-- Begin Material for the task --

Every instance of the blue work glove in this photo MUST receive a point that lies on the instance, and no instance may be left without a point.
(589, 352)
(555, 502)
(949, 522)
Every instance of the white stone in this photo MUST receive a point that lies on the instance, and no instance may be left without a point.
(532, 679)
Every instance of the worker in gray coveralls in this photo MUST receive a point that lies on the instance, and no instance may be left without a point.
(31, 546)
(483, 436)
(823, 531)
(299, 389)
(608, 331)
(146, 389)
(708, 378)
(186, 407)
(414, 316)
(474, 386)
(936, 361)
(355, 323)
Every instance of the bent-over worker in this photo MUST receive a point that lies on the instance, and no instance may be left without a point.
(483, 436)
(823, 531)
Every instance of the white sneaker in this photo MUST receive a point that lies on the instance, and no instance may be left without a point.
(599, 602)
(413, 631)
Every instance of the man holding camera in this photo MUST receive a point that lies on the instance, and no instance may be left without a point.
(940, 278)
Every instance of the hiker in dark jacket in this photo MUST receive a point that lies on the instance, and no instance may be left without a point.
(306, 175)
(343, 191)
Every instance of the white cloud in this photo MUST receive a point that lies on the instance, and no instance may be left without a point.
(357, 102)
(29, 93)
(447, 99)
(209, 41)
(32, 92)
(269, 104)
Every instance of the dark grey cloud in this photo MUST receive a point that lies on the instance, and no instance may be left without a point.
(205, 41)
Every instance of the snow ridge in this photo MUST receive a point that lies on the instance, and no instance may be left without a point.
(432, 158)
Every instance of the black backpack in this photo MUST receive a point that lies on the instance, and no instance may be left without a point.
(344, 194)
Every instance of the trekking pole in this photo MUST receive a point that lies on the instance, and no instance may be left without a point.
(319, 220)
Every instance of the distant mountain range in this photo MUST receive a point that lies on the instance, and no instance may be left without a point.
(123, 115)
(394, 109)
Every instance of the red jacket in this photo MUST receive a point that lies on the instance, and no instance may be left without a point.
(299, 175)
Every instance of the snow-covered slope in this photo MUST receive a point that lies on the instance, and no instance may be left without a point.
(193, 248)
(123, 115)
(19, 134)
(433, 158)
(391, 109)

-- End Material for the task --

Problem to work on -> Every line from the line containing "Every instance of the dark" to the last line of the material above must be repeated exactly, and no other line.

Result of this exercise ->
Every instance of the dark grey cloud in this photo MUST receive a point that lies on the instance, and no instance may be left without a point.
(205, 41)
Every instance of the snow ridge in this photo MUST receive a point that lies on the instance, and no instance may be left without a point.
(432, 158)
Every instance of the black backpack in this photo MUST receive a point that lies on the instance, and no instance may be left without a point.
(344, 194)
Every instance of the trekking pole in this photo MUST receive a point that lies on the instance, and no instance may be left without a point.
(319, 220)
Every instance of the distant mountain range in this photo MUST receive a point that lies on the instance, and no instance may be left without a point.
(123, 115)
(394, 109)
Every instance of the red jacket in this photo MUST receive a point that lies on the instance, and no instance may be left without a point.
(299, 175)
Every instance of the snow-covered slope in this photo MUST receive a point that lies on the instance, and no instance may be left without a point.
(193, 248)
(123, 115)
(19, 134)
(433, 158)
(391, 109)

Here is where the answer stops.